## Supplied data:
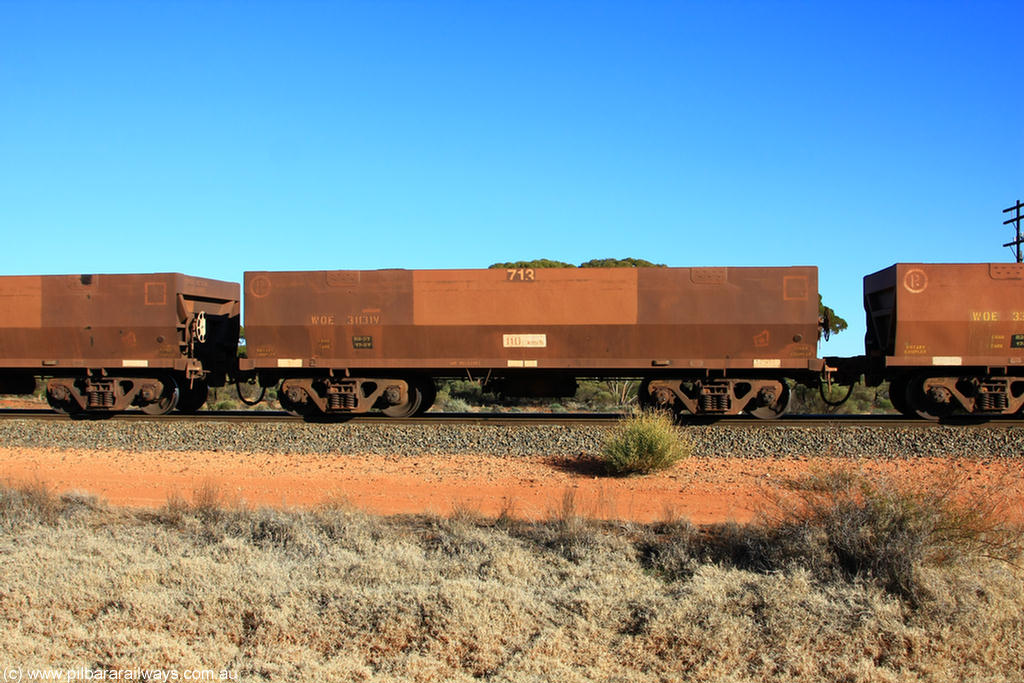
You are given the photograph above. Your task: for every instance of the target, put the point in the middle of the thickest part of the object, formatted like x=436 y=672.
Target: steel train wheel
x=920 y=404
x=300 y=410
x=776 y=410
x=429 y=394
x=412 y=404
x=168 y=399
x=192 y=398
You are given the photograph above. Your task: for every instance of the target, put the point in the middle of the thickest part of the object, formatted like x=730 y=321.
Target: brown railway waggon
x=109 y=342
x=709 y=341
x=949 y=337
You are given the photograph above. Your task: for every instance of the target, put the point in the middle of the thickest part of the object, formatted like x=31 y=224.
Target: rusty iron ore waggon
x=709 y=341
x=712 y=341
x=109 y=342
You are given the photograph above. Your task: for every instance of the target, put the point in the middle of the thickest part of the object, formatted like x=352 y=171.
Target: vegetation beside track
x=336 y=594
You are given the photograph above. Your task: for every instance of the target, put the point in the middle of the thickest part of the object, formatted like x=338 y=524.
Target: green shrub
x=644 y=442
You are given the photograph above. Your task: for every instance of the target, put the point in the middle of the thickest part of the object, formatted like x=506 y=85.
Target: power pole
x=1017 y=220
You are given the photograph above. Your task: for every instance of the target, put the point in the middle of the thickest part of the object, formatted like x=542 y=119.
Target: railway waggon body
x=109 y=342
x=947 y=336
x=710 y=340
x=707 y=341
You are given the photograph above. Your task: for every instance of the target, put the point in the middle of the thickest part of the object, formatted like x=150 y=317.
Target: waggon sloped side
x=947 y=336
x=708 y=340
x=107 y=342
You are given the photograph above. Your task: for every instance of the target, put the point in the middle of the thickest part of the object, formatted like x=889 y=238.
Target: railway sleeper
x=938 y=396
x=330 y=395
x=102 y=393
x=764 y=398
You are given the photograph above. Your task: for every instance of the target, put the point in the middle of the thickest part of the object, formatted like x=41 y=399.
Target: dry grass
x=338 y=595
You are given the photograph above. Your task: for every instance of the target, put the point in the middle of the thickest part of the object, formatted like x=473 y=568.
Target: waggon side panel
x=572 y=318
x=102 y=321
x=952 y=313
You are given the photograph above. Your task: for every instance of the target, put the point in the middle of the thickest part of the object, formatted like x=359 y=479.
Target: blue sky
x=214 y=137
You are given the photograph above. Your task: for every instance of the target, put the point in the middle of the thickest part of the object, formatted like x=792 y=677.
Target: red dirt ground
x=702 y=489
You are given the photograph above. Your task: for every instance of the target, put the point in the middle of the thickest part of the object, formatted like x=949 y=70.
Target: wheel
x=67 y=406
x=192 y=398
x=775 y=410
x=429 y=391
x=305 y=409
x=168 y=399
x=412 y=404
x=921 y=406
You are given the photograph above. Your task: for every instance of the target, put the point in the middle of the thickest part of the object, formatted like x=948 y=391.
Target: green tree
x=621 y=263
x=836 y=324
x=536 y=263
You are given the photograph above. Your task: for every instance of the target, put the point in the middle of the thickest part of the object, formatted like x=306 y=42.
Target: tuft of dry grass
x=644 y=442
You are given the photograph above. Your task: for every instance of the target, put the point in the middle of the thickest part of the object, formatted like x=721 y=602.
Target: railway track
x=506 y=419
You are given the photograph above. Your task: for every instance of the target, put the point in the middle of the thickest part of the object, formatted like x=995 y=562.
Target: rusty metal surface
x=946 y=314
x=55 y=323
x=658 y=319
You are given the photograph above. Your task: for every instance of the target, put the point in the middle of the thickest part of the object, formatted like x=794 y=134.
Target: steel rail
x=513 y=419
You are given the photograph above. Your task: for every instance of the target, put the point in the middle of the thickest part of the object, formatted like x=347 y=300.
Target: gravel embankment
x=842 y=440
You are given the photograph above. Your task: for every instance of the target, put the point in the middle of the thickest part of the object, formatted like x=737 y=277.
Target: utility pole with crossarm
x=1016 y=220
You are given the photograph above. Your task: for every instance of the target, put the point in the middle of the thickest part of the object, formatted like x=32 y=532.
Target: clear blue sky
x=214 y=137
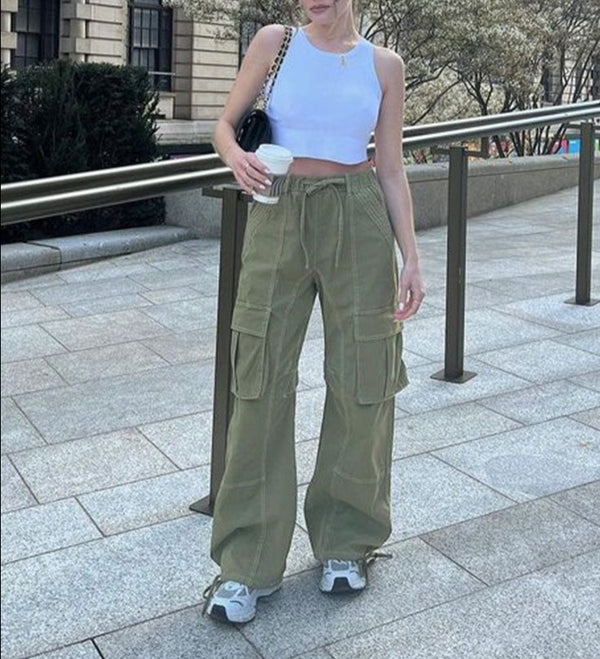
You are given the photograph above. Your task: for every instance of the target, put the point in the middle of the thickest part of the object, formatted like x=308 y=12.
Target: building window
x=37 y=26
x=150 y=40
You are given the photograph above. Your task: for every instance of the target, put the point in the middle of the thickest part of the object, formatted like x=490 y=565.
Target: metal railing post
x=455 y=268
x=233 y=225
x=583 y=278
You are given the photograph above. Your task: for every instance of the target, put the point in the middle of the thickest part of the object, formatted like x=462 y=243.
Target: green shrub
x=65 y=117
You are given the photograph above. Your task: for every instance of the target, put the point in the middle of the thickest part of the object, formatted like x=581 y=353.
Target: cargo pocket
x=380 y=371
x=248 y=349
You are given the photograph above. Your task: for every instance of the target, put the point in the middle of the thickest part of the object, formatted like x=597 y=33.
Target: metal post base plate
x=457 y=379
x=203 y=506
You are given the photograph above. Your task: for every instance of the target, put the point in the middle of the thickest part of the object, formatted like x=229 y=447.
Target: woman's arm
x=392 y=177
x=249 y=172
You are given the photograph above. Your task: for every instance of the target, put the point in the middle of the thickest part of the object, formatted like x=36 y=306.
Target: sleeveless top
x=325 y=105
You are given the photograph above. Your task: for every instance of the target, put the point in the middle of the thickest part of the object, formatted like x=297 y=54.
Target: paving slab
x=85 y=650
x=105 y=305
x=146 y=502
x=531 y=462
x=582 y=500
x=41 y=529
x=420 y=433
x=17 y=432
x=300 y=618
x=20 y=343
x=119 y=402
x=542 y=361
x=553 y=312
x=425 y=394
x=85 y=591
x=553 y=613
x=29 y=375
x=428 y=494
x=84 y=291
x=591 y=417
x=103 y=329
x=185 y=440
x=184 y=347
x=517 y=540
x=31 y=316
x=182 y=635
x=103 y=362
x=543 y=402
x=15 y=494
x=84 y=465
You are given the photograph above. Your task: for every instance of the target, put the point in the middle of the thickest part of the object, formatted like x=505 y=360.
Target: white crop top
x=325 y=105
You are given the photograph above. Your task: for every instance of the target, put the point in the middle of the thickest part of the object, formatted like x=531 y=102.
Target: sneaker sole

--

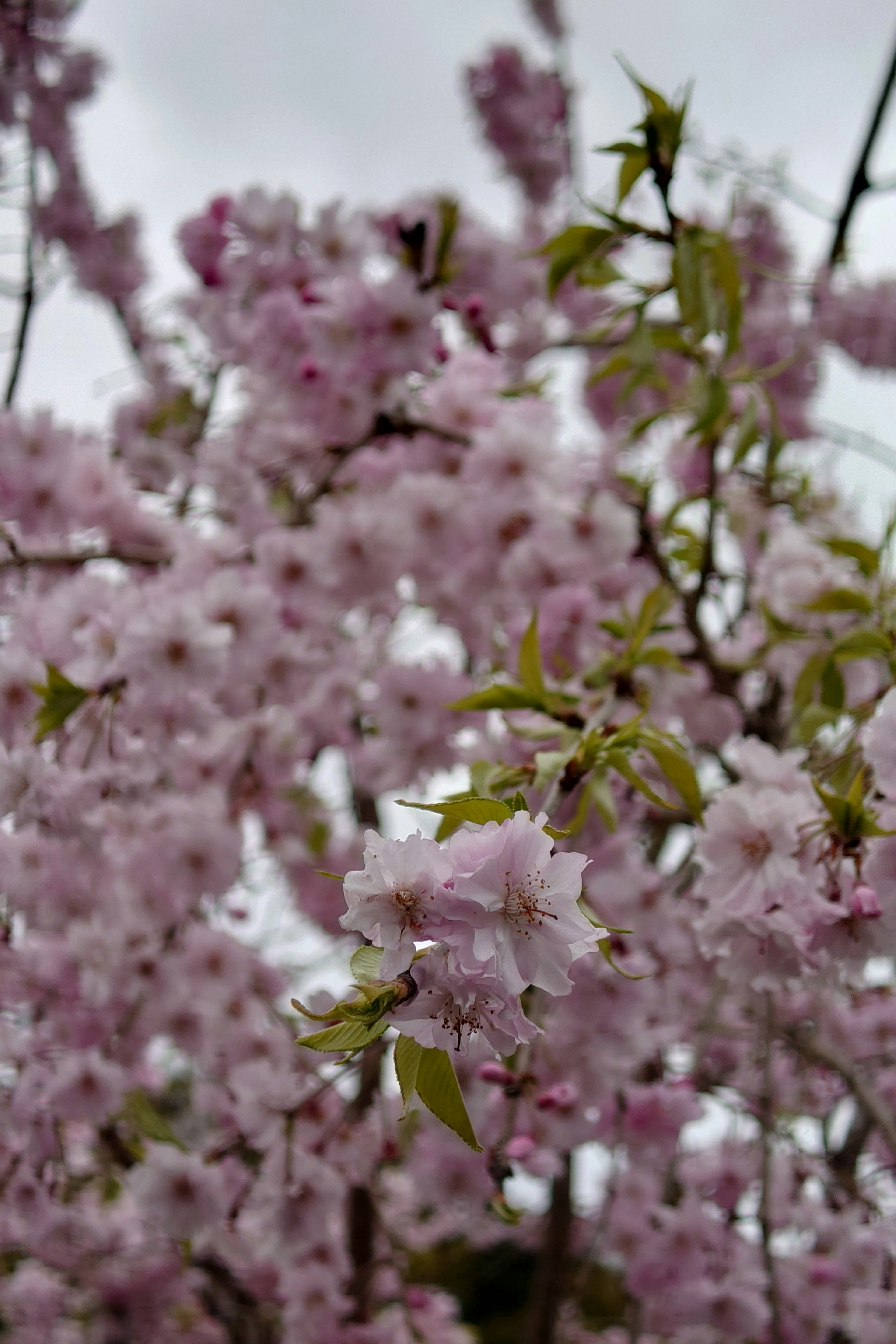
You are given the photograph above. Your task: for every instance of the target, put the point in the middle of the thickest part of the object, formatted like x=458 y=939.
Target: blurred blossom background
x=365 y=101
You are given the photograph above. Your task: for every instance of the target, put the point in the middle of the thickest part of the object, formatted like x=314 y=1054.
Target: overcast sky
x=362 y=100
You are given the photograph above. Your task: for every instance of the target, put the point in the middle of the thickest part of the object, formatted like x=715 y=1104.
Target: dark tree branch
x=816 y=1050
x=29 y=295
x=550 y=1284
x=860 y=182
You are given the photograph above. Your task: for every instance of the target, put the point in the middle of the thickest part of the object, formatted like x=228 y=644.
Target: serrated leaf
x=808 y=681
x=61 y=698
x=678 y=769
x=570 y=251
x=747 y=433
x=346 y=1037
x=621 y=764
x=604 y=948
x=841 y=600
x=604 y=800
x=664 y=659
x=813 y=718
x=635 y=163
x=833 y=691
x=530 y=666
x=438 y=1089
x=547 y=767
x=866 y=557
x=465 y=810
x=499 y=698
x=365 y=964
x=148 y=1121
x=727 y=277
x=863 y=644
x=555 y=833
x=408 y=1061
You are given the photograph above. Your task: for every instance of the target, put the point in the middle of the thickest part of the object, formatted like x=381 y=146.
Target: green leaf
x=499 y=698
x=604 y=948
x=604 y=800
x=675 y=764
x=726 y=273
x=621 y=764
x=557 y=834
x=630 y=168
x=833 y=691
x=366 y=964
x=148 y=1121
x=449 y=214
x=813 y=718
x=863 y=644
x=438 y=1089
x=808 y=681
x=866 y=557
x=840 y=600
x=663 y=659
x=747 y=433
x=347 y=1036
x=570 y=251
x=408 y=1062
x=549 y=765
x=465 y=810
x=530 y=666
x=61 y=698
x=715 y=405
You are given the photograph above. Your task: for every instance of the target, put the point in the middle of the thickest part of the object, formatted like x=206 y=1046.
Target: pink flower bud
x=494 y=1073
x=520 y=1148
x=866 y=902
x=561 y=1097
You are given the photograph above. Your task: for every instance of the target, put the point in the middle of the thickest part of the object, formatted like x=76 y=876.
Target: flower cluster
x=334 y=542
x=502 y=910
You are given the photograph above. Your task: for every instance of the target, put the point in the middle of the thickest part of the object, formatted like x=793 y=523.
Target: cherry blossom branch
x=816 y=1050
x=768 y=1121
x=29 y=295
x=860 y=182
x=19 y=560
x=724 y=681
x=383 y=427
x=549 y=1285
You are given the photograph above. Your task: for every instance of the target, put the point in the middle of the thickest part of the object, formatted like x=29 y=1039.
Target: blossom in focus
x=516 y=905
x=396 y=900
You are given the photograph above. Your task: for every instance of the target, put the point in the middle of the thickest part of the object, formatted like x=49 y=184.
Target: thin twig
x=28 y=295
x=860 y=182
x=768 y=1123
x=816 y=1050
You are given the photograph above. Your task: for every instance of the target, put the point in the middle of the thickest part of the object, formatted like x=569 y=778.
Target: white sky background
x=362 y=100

## Requirements:
Please update the material from the line with "like x=381 y=146." to the line with "x=557 y=834" by changing "green leaf" to "young leaf" and leaving everything else as it is. Return only those lines.

## Exercise solution:
You are given the photograph above. Your task: for every instance of the target, put the point in the middle of the thickest part of the object, formatted like x=381 y=146.
Target: young leaf
x=499 y=698
x=604 y=948
x=604 y=800
x=675 y=764
x=726 y=273
x=621 y=764
x=557 y=834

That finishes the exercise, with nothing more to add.